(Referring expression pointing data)
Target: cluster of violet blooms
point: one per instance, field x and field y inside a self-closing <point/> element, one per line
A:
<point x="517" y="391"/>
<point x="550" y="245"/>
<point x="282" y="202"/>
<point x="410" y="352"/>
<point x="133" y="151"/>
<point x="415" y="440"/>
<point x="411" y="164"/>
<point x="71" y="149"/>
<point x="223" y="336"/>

*EXERCISE AIM*
What you return must match the records above exactly, line for line.

*EXERCISE OUTPUT*
Target: cluster of violet blooms
point: one per instance, field x and field y inside a self-closing <point/> element, one per line
A:
<point x="517" y="391"/>
<point x="550" y="245"/>
<point x="282" y="202"/>
<point x="410" y="352"/>
<point x="133" y="151"/>
<point x="415" y="440"/>
<point x="411" y="164"/>
<point x="71" y="149"/>
<point x="223" y="336"/>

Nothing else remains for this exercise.